Directive: Please recast every line of the rows below as a Markdown table with two columns, No. and Entry, giving each line its number and skipping any blank lines.

## Begin The records

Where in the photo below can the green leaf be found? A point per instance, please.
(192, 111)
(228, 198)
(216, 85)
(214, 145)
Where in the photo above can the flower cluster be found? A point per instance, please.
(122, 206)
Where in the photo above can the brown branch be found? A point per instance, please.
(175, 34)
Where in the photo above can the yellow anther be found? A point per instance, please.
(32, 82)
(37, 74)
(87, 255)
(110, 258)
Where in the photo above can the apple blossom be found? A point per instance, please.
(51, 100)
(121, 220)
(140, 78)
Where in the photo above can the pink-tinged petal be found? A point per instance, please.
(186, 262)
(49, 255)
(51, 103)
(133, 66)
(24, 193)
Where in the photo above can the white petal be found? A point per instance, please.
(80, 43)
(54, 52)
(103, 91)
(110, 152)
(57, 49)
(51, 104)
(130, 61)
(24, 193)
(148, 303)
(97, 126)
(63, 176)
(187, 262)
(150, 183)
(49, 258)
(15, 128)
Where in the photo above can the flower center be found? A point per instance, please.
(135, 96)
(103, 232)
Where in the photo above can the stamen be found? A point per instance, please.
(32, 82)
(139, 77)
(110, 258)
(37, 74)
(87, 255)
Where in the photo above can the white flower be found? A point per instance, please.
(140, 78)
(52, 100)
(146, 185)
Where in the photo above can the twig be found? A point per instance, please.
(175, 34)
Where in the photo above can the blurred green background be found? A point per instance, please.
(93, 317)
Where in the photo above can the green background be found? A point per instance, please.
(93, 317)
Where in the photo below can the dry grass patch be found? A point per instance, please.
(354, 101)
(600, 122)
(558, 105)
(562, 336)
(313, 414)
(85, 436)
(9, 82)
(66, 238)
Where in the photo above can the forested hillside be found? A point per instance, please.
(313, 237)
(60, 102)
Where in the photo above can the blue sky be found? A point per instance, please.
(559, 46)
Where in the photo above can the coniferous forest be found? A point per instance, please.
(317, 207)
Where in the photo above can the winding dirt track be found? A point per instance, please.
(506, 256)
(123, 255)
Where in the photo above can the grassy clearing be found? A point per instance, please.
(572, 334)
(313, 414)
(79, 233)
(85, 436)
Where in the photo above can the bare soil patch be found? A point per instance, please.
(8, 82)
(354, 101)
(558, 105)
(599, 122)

## End The records

Worked answer:
| No. | Entry |
|---|---|
| 1 | Where in the photo below can the green leaf be found? A point per instance, please. |
| 2 | (192, 111) |
| 3 | (228, 198) |
| 4 | (216, 85) |
| 5 | (214, 145) |
| 6 | Where in the photo above can the flower cluster be found? A point per instance, please. |
| 7 | (122, 206) |
| 8 | Where in the photo above can the brown branch be found? A point per instance, please. |
| 9 | (175, 34) |
| 10 | Where in the photo above can the yellow anther be found? A point per instance, please. |
| 11 | (32, 82) |
| 12 | (37, 74) |
| 13 | (87, 255) |
| 14 | (110, 258) |
| 15 | Where in the photo above can the apple blossom be found? A point per instance, please. |
| 16 | (51, 100) |
| 17 | (121, 220) |
| 18 | (140, 78) |
| 19 | Where in the photo above can the pink-tinged petal be found? A point per instance, please. |
| 20 | (186, 262) |
| 21 | (49, 255) |
| 22 | (51, 103) |
| 23 | (133, 66) |
| 24 | (24, 193) |
| 25 | Where in the photo above can the white petal be found? A point per instance, please. |
| 26 | (80, 43) |
| 27 | (54, 52) |
| 28 | (103, 91) |
| 29 | (110, 152) |
| 30 | (57, 49) |
| 31 | (51, 104) |
| 32 | (130, 61) |
| 33 | (24, 193) |
| 34 | (148, 303) |
| 35 | (97, 126) |
| 36 | (63, 176) |
| 37 | (187, 262) |
| 38 | (150, 183) |
| 39 | (49, 258) |
| 40 | (15, 128) |
| 41 | Where in the photo above can the flower center be found? A point per instance, please. |
| 42 | (135, 96) |
| 43 | (103, 232) |
| 44 | Where in the photo above can the stamen be found? A point per instance, please. |
| 45 | (32, 82) |
| 46 | (139, 77) |
| 47 | (110, 258) |
| 48 | (37, 74) |
| 49 | (87, 255) |
| 50 | Where in the photo above can the white flower be found? A point per instance, please. |
| 51 | (140, 78) |
| 52 | (52, 100) |
| 53 | (146, 185) |
| 54 | Where in the photo above can the twig be found? A point per instance, please. |
| 55 | (175, 34) |
| 56 | Where in the photo above can the blurred green background be found? A point per instance, please. |
| 57 | (93, 317) |
| 58 | Where in the photo above can the green background be found? A point per instance, please. |
| 59 | (93, 317) |
| 60 | Where in the photo below can the dry grass patch be found? A point per instance, please. |
| 61 | (354, 101) |
| 62 | (600, 122) |
| 63 | (558, 105) |
| 64 | (562, 336) |
| 65 | (313, 414) |
| 66 | (85, 436) |
| 67 | (9, 82) |
| 68 | (66, 238) |
| 69 | Where in the photo above can the forested hillside be found? A point per instance, please. |
| 70 | (313, 237) |
| 71 | (60, 102) |
| 72 | Where in the photo above can the blue sky be found? A point per instance, please. |
| 73 | (559, 46) |
| 74 | Where in the photo above can the coniferous forest be found? A point per instance, please. |
| 75 | (317, 207) |
| 76 | Where in the photo above can the winding dirt track be found? A point per instance, please. |
| 77 | (506, 256) |
| 78 | (123, 255) |
| 79 | Where in the photo above can the grassy clearing be found? A point per instance, please. |
| 80 | (572, 334) |
| 81 | (313, 414) |
| 82 | (79, 233) |
| 83 | (85, 436) |
| 84 | Where in the photo above can the bare soil patch be found? A point per instance, please. |
| 85 | (8, 82) |
| 86 | (354, 101) |
| 87 | (558, 105) |
| 88 | (599, 122) |